* ABOUT THIS TASK:
When the line containing "Please tag the electrical" is found in the data below, give it again along with every later line, exactly; drop the pictures.

[Photo-based referring expression data]
+---+

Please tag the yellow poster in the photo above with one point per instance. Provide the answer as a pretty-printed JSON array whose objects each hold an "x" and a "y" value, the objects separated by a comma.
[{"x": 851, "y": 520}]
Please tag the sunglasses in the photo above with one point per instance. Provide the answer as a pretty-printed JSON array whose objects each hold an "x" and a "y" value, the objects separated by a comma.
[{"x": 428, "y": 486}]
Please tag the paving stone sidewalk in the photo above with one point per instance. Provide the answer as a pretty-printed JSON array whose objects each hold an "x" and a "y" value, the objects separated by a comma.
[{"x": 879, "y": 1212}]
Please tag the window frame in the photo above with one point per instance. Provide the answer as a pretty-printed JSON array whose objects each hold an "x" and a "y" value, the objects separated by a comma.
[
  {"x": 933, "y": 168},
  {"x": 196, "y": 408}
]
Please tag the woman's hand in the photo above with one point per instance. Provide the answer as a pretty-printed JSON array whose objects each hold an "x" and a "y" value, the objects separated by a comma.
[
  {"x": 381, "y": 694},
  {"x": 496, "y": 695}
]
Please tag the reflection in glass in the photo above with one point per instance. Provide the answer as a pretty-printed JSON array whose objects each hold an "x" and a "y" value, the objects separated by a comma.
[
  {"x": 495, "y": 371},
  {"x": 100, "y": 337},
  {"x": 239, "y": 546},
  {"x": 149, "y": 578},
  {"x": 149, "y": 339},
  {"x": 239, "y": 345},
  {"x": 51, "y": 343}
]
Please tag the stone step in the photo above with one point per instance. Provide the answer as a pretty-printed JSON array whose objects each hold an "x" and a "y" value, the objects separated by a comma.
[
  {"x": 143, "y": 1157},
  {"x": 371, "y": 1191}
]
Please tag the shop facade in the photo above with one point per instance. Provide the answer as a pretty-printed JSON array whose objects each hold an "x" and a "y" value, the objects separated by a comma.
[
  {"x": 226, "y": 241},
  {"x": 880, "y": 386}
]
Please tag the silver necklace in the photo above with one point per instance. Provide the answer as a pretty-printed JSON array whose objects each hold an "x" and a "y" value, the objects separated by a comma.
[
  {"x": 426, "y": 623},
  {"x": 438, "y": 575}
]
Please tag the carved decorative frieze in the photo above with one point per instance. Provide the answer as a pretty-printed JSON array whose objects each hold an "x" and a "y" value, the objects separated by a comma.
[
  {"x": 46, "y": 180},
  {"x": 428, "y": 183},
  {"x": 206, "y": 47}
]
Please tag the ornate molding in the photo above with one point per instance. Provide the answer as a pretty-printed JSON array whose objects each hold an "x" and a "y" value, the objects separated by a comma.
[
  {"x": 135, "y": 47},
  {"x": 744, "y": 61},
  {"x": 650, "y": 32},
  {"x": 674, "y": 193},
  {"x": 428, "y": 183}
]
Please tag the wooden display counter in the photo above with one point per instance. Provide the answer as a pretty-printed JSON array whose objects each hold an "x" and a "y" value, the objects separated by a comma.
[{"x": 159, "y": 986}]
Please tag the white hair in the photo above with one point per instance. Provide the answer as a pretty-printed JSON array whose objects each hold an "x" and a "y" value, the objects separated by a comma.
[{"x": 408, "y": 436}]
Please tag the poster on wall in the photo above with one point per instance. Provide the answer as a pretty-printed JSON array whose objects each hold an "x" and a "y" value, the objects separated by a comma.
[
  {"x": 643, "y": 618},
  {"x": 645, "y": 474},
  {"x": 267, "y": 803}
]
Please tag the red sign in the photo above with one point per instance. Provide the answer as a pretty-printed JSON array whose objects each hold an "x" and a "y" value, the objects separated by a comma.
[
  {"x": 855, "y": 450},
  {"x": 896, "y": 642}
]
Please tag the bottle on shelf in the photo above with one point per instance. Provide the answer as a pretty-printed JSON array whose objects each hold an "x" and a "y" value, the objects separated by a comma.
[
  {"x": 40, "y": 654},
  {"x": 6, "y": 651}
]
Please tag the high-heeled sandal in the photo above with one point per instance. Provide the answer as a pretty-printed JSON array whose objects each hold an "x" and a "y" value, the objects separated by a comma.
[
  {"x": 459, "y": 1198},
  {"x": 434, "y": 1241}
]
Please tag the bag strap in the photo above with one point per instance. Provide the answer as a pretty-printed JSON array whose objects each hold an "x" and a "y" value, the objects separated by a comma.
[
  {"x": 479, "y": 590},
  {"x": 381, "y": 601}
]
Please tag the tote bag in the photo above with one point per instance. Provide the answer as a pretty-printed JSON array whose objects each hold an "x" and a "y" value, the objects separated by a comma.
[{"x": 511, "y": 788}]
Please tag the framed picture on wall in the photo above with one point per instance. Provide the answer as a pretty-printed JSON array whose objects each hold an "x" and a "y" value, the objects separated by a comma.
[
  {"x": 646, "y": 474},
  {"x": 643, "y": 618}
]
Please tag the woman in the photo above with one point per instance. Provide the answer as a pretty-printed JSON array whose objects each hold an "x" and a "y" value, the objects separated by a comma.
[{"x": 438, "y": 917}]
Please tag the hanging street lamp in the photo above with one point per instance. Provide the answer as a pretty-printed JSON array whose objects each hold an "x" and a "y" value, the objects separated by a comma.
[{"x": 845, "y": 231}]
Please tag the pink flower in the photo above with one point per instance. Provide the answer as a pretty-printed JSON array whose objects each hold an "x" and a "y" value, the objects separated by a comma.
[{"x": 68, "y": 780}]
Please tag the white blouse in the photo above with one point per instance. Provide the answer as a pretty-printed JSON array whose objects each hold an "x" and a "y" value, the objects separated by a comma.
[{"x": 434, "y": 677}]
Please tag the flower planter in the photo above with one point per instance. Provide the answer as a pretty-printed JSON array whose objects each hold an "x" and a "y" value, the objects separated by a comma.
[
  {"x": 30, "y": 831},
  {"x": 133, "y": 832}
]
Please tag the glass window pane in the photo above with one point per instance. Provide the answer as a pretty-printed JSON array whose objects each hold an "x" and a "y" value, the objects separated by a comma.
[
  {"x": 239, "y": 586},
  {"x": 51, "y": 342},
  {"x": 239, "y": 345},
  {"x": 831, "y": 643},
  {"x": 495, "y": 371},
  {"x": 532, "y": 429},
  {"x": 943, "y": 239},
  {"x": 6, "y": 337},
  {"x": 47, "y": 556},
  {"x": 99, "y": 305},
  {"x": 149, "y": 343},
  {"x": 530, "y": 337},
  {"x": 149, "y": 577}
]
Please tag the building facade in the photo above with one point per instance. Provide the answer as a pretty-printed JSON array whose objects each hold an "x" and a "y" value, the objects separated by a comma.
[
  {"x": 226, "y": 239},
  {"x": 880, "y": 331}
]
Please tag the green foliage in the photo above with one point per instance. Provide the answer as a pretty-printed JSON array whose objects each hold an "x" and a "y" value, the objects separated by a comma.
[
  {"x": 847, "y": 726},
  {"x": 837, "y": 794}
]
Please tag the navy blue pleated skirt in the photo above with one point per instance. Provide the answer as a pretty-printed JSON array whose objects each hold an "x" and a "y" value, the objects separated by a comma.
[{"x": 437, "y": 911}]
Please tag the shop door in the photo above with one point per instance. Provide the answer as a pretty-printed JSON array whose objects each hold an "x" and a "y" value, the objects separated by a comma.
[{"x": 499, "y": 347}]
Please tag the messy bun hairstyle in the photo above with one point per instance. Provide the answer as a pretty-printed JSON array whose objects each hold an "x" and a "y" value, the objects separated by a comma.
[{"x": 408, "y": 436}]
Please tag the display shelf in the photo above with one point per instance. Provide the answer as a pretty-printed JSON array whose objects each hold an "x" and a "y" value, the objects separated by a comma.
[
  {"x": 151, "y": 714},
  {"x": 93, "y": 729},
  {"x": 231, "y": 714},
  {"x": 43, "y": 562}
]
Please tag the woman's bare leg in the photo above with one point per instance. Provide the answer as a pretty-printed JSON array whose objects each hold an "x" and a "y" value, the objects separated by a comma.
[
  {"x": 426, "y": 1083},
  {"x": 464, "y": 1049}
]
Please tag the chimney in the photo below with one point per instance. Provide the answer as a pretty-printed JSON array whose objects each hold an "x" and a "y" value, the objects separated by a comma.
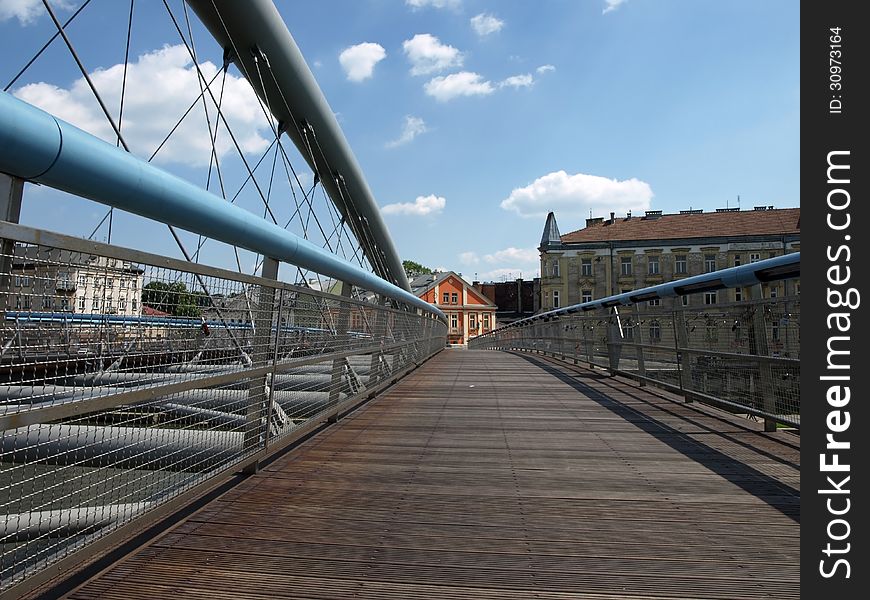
[{"x": 590, "y": 222}]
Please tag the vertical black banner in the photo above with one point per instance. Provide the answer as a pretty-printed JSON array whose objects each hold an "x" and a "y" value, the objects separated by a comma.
[{"x": 835, "y": 362}]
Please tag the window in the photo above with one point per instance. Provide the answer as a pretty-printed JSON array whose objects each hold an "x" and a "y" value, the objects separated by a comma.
[
  {"x": 709, "y": 263},
  {"x": 655, "y": 332}
]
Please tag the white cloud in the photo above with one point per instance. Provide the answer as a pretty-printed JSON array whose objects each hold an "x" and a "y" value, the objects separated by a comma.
[
  {"x": 27, "y": 11},
  {"x": 428, "y": 55},
  {"x": 485, "y": 24},
  {"x": 359, "y": 61},
  {"x": 518, "y": 81},
  {"x": 414, "y": 126},
  {"x": 458, "y": 84},
  {"x": 423, "y": 206},
  {"x": 508, "y": 263},
  {"x": 513, "y": 255},
  {"x": 576, "y": 194},
  {"x": 149, "y": 116},
  {"x": 451, "y": 4},
  {"x": 612, "y": 5}
]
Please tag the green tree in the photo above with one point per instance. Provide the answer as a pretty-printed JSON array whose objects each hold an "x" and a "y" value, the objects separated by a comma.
[
  {"x": 415, "y": 268},
  {"x": 173, "y": 298}
]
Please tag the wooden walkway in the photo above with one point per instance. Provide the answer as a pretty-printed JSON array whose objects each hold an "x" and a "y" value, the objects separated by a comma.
[{"x": 492, "y": 475}]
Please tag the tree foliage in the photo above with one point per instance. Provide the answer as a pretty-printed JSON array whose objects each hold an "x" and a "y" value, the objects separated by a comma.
[
  {"x": 174, "y": 298},
  {"x": 415, "y": 268}
]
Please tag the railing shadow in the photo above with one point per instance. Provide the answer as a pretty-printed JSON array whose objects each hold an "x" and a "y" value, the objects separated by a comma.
[{"x": 773, "y": 492}]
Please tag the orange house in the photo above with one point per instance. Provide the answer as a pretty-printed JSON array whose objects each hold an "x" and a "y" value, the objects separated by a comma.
[{"x": 469, "y": 312}]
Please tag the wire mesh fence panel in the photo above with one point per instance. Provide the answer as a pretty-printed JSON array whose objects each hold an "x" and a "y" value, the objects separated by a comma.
[
  {"x": 128, "y": 379},
  {"x": 741, "y": 356}
]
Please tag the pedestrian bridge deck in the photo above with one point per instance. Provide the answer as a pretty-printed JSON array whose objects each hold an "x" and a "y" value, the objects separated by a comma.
[{"x": 494, "y": 475}]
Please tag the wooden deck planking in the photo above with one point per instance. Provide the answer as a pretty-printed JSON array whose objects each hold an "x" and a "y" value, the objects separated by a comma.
[{"x": 492, "y": 475}]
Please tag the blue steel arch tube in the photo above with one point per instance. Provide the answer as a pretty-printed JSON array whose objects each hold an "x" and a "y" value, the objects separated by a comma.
[{"x": 36, "y": 146}]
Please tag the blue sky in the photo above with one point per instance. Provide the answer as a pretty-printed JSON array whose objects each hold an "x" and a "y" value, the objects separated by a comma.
[{"x": 471, "y": 118}]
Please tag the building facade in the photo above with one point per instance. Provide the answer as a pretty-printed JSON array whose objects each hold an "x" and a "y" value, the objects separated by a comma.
[
  {"x": 469, "y": 312},
  {"x": 73, "y": 283},
  {"x": 618, "y": 255},
  {"x": 514, "y": 299}
]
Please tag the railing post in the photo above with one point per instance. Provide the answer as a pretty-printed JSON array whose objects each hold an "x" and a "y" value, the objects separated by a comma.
[
  {"x": 255, "y": 428},
  {"x": 638, "y": 339},
  {"x": 759, "y": 347},
  {"x": 11, "y": 191},
  {"x": 614, "y": 342},
  {"x": 684, "y": 360},
  {"x": 342, "y": 324}
]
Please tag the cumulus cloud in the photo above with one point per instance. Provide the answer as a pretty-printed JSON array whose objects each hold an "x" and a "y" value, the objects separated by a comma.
[
  {"x": 452, "y": 4},
  {"x": 423, "y": 206},
  {"x": 512, "y": 255},
  {"x": 27, "y": 11},
  {"x": 149, "y": 116},
  {"x": 428, "y": 55},
  {"x": 359, "y": 61},
  {"x": 458, "y": 84},
  {"x": 503, "y": 264},
  {"x": 611, "y": 5},
  {"x": 518, "y": 81},
  {"x": 414, "y": 126},
  {"x": 485, "y": 24},
  {"x": 577, "y": 194}
]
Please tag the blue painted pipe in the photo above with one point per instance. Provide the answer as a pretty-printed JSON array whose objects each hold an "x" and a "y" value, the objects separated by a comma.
[
  {"x": 787, "y": 266},
  {"x": 36, "y": 146}
]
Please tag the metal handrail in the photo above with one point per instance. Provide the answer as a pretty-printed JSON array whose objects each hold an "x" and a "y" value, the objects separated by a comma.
[{"x": 36, "y": 146}]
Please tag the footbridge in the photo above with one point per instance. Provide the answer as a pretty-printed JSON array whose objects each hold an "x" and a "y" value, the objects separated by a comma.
[{"x": 296, "y": 427}]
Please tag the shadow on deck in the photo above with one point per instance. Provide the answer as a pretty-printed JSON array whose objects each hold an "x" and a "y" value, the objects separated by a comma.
[{"x": 494, "y": 475}]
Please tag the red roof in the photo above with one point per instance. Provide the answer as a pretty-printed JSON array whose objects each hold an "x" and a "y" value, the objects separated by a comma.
[{"x": 669, "y": 227}]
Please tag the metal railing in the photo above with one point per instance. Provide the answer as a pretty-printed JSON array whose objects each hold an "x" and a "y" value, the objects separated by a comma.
[
  {"x": 132, "y": 382},
  {"x": 740, "y": 356}
]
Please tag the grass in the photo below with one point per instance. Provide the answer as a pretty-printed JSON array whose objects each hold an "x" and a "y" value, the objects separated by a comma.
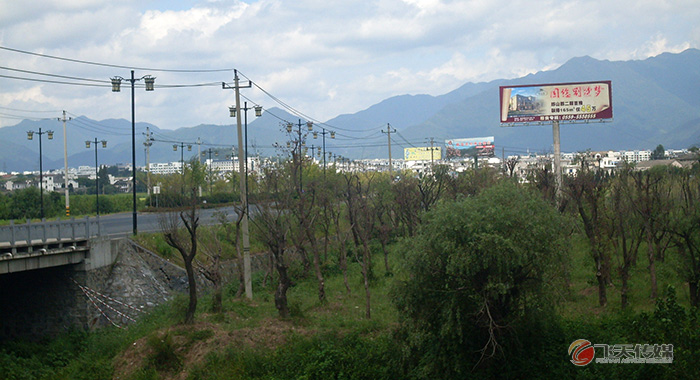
[{"x": 249, "y": 331}]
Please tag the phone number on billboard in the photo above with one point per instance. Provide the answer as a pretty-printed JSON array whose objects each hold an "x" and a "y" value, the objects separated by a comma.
[{"x": 568, "y": 117}]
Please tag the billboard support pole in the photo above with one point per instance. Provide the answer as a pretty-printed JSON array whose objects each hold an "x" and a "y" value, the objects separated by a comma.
[
  {"x": 557, "y": 158},
  {"x": 388, "y": 136}
]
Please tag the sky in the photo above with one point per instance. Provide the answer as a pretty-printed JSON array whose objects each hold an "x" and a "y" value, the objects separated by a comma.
[{"x": 320, "y": 57}]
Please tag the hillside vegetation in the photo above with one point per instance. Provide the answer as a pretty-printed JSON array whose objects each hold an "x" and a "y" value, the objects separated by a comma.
[{"x": 436, "y": 276}]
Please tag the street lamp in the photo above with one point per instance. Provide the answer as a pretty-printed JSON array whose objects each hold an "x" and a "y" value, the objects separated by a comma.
[
  {"x": 258, "y": 113},
  {"x": 97, "y": 174},
  {"x": 30, "y": 136},
  {"x": 182, "y": 160},
  {"x": 216, "y": 153},
  {"x": 324, "y": 133},
  {"x": 299, "y": 143},
  {"x": 116, "y": 85}
]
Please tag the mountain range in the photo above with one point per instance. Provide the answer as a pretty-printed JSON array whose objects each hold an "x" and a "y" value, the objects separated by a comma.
[{"x": 655, "y": 101}]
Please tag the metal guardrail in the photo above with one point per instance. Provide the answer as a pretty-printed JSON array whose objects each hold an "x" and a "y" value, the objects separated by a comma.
[{"x": 44, "y": 230}]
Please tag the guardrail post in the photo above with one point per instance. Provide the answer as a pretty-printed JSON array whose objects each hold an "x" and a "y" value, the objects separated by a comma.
[
  {"x": 43, "y": 226},
  {"x": 29, "y": 233},
  {"x": 12, "y": 233}
]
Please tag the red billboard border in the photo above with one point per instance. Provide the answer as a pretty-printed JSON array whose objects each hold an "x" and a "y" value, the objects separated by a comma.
[{"x": 601, "y": 116}]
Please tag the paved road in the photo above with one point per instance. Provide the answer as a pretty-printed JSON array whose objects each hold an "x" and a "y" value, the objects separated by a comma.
[
  {"x": 113, "y": 224},
  {"x": 121, "y": 224}
]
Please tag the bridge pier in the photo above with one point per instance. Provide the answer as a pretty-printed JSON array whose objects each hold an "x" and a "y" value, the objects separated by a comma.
[
  {"x": 103, "y": 283},
  {"x": 45, "y": 297}
]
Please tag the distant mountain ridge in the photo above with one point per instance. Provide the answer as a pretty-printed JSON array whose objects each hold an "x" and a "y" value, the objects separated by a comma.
[{"x": 655, "y": 102}]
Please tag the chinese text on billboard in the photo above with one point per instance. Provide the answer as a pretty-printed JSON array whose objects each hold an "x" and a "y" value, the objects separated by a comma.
[{"x": 556, "y": 102}]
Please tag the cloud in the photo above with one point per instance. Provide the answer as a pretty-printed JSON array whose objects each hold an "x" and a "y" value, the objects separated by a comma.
[{"x": 324, "y": 58}]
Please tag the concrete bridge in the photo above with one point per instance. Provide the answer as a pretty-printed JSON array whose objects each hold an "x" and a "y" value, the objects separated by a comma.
[{"x": 62, "y": 275}]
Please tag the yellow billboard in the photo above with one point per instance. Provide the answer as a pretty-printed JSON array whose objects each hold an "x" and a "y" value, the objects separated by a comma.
[{"x": 422, "y": 153}]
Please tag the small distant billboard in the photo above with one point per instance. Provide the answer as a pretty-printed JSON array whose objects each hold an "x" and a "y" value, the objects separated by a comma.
[
  {"x": 422, "y": 153},
  {"x": 471, "y": 147},
  {"x": 556, "y": 102}
]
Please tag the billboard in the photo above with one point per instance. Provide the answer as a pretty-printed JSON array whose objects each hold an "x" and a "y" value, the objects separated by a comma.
[
  {"x": 473, "y": 147},
  {"x": 556, "y": 102},
  {"x": 422, "y": 153}
]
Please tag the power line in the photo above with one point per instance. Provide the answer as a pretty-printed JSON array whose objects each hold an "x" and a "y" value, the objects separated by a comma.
[{"x": 113, "y": 65}]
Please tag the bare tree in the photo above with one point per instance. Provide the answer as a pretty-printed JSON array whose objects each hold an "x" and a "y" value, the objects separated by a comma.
[
  {"x": 232, "y": 234},
  {"x": 587, "y": 191},
  {"x": 649, "y": 197},
  {"x": 361, "y": 220},
  {"x": 186, "y": 241},
  {"x": 272, "y": 224},
  {"x": 625, "y": 233},
  {"x": 685, "y": 230}
]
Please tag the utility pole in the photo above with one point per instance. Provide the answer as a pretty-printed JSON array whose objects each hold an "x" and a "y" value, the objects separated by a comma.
[
  {"x": 244, "y": 191},
  {"x": 148, "y": 144},
  {"x": 432, "y": 158},
  {"x": 388, "y": 136},
  {"x": 199, "y": 159},
  {"x": 65, "y": 160}
]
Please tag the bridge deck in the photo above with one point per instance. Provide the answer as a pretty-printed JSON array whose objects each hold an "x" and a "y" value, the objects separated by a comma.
[{"x": 37, "y": 254}]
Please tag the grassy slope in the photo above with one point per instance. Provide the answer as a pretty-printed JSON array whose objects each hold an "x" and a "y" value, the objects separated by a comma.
[{"x": 148, "y": 349}]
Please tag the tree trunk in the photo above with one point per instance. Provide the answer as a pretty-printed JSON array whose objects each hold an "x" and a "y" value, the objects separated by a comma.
[
  {"x": 366, "y": 265},
  {"x": 217, "y": 297},
  {"x": 652, "y": 266},
  {"x": 317, "y": 265},
  {"x": 282, "y": 286},
  {"x": 694, "y": 293},
  {"x": 624, "y": 300},
  {"x": 602, "y": 284},
  {"x": 192, "y": 307}
]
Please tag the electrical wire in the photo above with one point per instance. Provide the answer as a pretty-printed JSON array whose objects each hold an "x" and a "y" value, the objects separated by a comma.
[{"x": 113, "y": 65}]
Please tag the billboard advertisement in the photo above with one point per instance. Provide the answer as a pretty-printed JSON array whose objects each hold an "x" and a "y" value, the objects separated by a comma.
[
  {"x": 556, "y": 102},
  {"x": 472, "y": 147},
  {"x": 422, "y": 153}
]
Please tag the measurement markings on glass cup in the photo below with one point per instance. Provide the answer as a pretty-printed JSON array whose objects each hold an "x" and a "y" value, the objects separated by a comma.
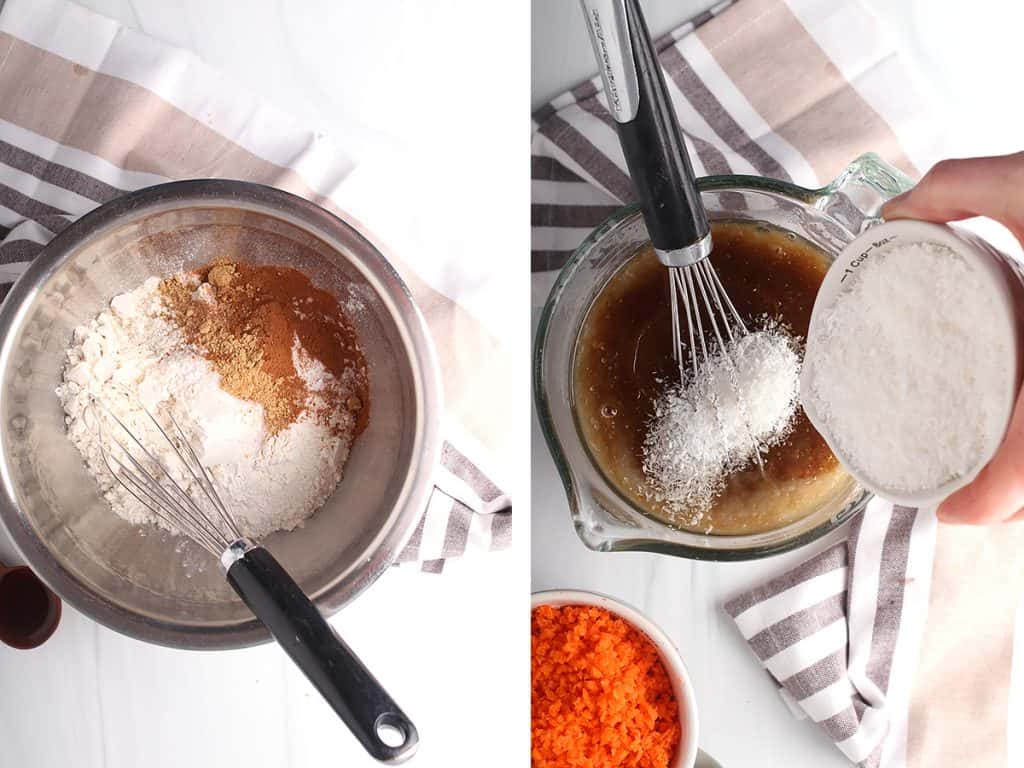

+---+

* ANSWER BOX:
Please tag the electrical wire in the photo above with one point per instance. Provide the answer as a pretty-printed JSON array whose objects each hold an "x" and a "y" value, the objects separated by a comma.
[{"x": 113, "y": 65}]
Please tag the billboard advertisement in the photo above with one point per instance. Provide the answer as a pretty-printed JSON array whose objects each hold an "x" and a "y" value, the objects separated by a comma.
[
  {"x": 556, "y": 102},
  {"x": 472, "y": 147},
  {"x": 422, "y": 153}
]
Please tag the measurement markings on glass cup in the photo below with one point per instance. Provide the answer as a pretty-printed JSON array whose objects each hold an "x" and a "y" value, the objects separated by a comma.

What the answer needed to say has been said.